Records from a point-labeling set:
+--

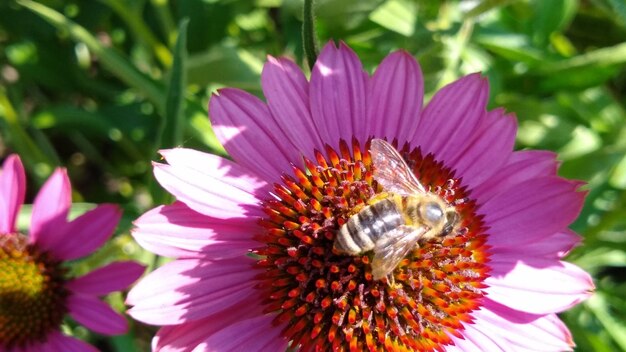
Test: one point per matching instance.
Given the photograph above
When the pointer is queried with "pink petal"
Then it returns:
(537, 285)
(86, 233)
(186, 336)
(177, 231)
(112, 277)
(191, 289)
(255, 334)
(453, 113)
(476, 340)
(523, 330)
(395, 97)
(489, 148)
(214, 166)
(59, 342)
(556, 246)
(338, 88)
(50, 208)
(521, 166)
(287, 93)
(206, 194)
(251, 136)
(531, 210)
(12, 190)
(96, 315)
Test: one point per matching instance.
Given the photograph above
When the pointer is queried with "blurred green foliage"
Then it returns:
(100, 86)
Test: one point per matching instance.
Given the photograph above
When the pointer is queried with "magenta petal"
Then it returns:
(214, 166)
(191, 289)
(338, 88)
(477, 340)
(287, 93)
(488, 150)
(556, 246)
(178, 231)
(186, 336)
(521, 166)
(112, 277)
(537, 285)
(12, 190)
(207, 195)
(59, 342)
(531, 210)
(527, 331)
(452, 114)
(251, 136)
(395, 97)
(255, 334)
(96, 315)
(50, 208)
(86, 233)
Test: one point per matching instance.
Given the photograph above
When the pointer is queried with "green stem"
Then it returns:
(308, 34)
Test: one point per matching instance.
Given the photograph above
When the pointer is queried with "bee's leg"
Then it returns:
(378, 197)
(391, 280)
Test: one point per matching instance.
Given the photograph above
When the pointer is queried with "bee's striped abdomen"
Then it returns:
(362, 230)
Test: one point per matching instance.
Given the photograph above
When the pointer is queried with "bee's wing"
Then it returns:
(392, 247)
(391, 171)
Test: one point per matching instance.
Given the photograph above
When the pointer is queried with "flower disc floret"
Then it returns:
(32, 292)
(329, 301)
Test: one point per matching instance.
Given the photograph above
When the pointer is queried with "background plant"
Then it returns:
(100, 86)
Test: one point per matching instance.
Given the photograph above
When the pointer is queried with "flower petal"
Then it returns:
(488, 150)
(255, 334)
(51, 208)
(96, 315)
(251, 136)
(206, 194)
(86, 233)
(214, 166)
(287, 93)
(531, 210)
(59, 342)
(12, 190)
(112, 277)
(537, 285)
(477, 340)
(395, 97)
(191, 289)
(338, 91)
(187, 336)
(521, 166)
(555, 246)
(454, 112)
(178, 231)
(528, 331)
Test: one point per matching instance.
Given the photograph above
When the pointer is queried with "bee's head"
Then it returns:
(441, 218)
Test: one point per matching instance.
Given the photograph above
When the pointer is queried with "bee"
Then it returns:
(394, 221)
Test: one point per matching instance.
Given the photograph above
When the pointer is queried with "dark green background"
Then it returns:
(99, 86)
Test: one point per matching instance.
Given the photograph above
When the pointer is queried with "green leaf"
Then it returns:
(110, 58)
(551, 16)
(600, 58)
(171, 133)
(396, 15)
(225, 65)
(599, 305)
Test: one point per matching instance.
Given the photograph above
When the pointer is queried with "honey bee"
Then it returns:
(394, 221)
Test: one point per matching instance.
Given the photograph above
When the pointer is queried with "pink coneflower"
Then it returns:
(35, 292)
(256, 269)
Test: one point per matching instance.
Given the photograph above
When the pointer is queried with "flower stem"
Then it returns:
(308, 34)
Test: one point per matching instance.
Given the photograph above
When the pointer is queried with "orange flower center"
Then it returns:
(32, 293)
(326, 300)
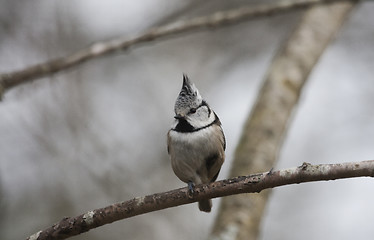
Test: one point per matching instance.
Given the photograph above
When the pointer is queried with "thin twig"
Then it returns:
(68, 227)
(98, 49)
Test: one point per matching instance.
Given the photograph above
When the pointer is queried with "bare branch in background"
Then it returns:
(218, 19)
(69, 227)
(264, 131)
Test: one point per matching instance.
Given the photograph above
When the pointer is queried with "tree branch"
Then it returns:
(263, 133)
(98, 49)
(254, 183)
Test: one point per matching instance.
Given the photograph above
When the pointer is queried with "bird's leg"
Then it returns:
(270, 171)
(191, 189)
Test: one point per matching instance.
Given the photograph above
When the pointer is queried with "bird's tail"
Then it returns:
(205, 205)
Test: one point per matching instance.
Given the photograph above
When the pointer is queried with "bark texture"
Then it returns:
(239, 216)
(72, 226)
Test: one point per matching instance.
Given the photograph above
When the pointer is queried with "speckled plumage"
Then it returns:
(196, 143)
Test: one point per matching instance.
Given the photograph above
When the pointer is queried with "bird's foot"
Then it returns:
(191, 189)
(270, 171)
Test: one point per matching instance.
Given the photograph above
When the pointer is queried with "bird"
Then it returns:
(196, 143)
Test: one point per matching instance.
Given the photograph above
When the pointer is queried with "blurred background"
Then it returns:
(96, 134)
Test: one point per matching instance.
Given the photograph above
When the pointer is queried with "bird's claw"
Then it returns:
(270, 171)
(191, 189)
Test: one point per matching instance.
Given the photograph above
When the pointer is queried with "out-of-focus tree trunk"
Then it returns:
(239, 216)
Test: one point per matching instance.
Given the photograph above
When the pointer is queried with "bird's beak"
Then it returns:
(179, 116)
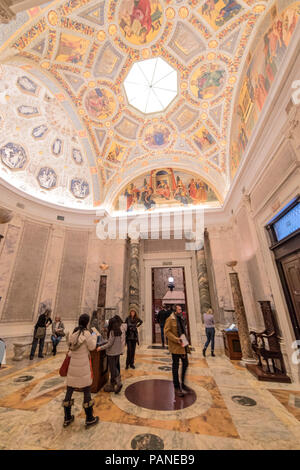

+--

** Short problem **
Filter the data above down to every line that contains the string "background". Treat the match as case-sensitive.

** Answer to this exercise **
When the pointer is queried with "background plant"
When the pointer is queried with "dark green background"
When the pointer is queried with "bare branch in background"
When the pointer is queried with "blurred background"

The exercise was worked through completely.